→ Extracted data

══════

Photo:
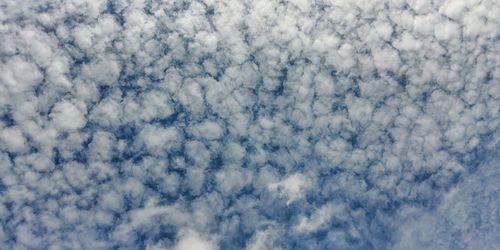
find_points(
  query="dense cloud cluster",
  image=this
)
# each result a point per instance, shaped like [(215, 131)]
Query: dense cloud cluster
[(203, 124)]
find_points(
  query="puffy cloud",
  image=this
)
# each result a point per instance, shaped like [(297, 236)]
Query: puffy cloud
[(248, 124)]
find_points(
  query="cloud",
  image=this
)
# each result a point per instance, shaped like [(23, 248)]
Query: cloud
[(248, 124)]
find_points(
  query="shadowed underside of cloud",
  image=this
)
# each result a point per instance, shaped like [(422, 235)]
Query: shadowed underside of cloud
[(150, 124)]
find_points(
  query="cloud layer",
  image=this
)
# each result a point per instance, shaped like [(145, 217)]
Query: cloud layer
[(258, 124)]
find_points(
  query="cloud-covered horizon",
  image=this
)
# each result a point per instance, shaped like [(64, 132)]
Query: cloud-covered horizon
[(147, 124)]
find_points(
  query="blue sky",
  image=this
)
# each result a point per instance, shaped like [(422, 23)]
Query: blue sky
[(146, 124)]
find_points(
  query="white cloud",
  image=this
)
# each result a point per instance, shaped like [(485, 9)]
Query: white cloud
[(259, 125), (66, 116)]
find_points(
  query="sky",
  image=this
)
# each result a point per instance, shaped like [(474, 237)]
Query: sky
[(249, 124)]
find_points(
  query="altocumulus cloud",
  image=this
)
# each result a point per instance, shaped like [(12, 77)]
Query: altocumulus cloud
[(129, 124)]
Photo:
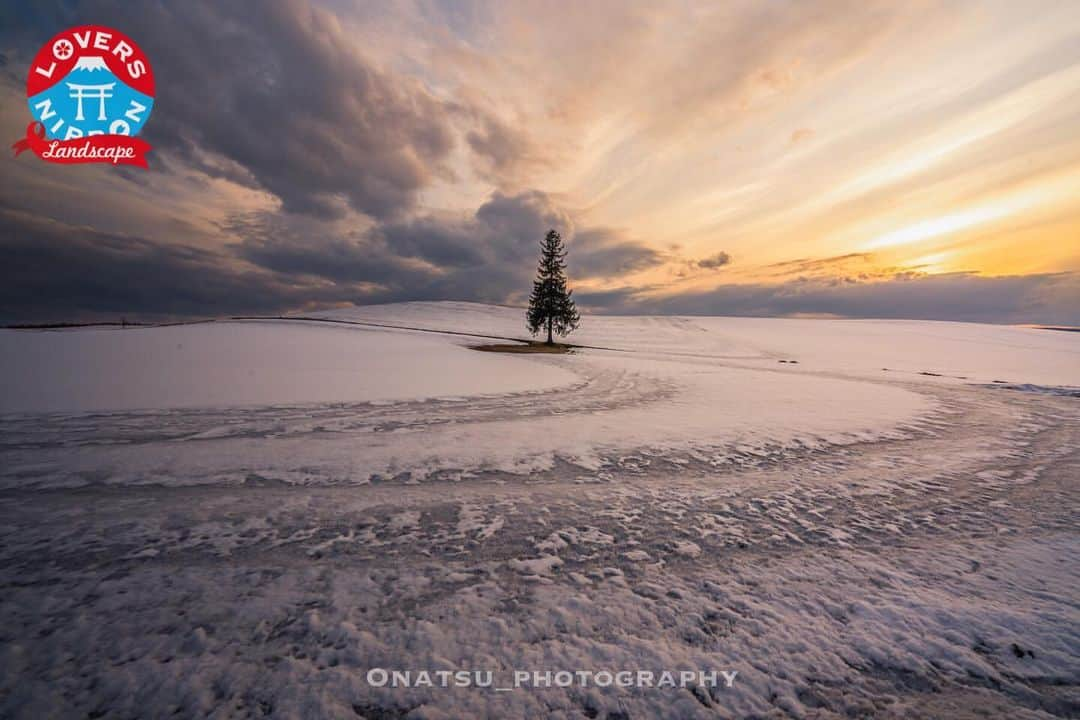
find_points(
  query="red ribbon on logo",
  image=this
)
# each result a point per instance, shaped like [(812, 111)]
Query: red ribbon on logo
[(112, 149)]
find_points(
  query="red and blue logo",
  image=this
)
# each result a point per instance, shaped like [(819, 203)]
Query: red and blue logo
[(90, 91)]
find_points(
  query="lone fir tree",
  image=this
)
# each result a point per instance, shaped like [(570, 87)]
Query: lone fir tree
[(550, 304)]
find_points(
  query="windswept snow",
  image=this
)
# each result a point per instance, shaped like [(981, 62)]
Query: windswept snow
[(230, 364), (851, 541)]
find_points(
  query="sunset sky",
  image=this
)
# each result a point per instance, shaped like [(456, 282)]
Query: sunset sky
[(765, 158)]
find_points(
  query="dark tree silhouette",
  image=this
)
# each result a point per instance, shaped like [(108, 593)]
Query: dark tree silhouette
[(550, 304)]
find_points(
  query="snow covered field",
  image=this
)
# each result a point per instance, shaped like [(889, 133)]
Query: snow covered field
[(862, 518)]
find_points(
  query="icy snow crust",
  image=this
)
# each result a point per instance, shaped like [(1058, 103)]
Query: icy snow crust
[(854, 542)]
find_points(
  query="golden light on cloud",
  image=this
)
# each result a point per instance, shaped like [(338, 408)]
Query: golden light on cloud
[(939, 226)]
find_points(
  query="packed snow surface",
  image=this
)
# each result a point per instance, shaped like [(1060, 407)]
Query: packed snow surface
[(859, 518), (243, 363)]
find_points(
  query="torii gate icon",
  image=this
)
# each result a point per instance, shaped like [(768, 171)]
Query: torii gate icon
[(98, 93)]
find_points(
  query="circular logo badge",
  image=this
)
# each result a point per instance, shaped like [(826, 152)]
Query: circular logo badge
[(90, 80), (90, 91)]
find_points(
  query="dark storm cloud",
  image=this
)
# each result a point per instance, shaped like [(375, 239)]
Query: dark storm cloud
[(489, 256), (55, 272), (279, 92), (1047, 298)]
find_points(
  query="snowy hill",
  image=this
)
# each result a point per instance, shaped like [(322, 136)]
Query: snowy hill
[(246, 517)]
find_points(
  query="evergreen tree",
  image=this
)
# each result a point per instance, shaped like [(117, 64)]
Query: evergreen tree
[(550, 304)]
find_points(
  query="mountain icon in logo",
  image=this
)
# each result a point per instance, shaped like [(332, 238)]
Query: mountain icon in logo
[(90, 99)]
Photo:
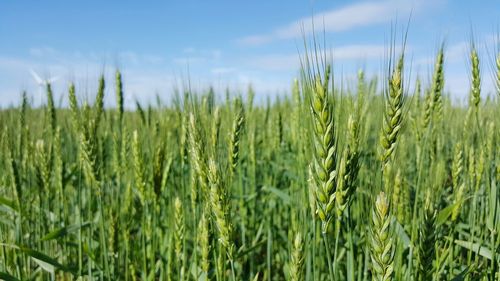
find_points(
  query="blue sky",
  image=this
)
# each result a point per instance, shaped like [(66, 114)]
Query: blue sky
[(163, 44)]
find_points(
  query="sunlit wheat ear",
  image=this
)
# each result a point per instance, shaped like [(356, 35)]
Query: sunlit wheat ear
[(393, 114), (325, 150), (43, 164), (426, 251), (179, 226), (220, 206), (458, 200), (382, 244), (397, 198), (297, 259), (179, 233), (51, 110), (73, 105), (197, 155), (99, 104), (438, 83), (158, 169), (428, 106), (215, 129), (119, 94), (204, 243), (349, 167), (139, 171), (457, 165), (234, 145), (475, 91)]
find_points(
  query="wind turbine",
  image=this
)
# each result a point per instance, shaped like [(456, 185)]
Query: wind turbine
[(42, 83)]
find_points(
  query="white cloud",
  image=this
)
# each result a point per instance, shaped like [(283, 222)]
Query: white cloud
[(336, 20), (291, 62), (141, 74)]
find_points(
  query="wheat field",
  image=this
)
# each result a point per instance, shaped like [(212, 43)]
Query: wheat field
[(388, 179)]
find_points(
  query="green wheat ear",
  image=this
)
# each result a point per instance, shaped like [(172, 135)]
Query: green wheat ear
[(324, 172), (297, 259), (393, 114), (382, 244), (475, 91)]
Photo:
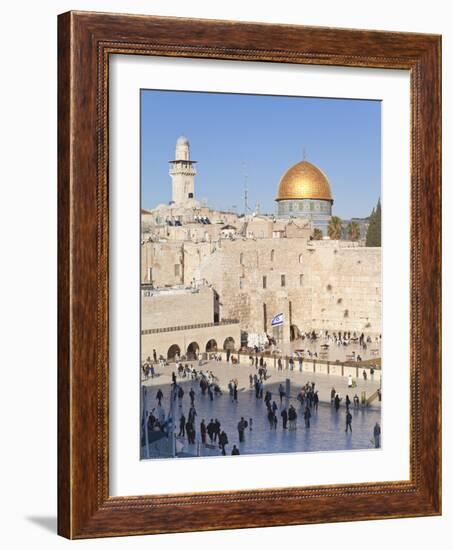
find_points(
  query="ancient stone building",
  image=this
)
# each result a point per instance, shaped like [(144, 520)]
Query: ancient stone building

══════

→ Requirement
Starting with the first line of the entries and going on through the line with "[(258, 124)]", repeat every line, requests included, shifting each point coordinate in the answers by -137. Leave the pictures out.

→ Result below
Photo:
find_points(
  query="dense cloud cluster",
  image=this
)
# each result a point per instance, shaped like [(215, 131)]
Query: dense cloud cluster
[(66, -13)]
find_points(
  query="puffy cloud",
  image=this
)
# each result a point per instance, shaped like [(297, 236)]
Query: puffy cloud
[(111, -13)]
find_points(
  query="cloud",
  image=this
)
# each result a point per instance, shaped like [(23, 248)]
Query: cloud
[(111, -13)]
find_points(
  query="shadowed underside of cloud",
  image=this
)
# each result a point per instance, shaped like [(422, 235)]
Query: shadowed underside of cloud
[(13, -13)]
find_points(
  query="cloud layer",
  image=this
)
# each result a point per instance, shaped like [(145, 217)]
Query: cloud layer
[(121, -13)]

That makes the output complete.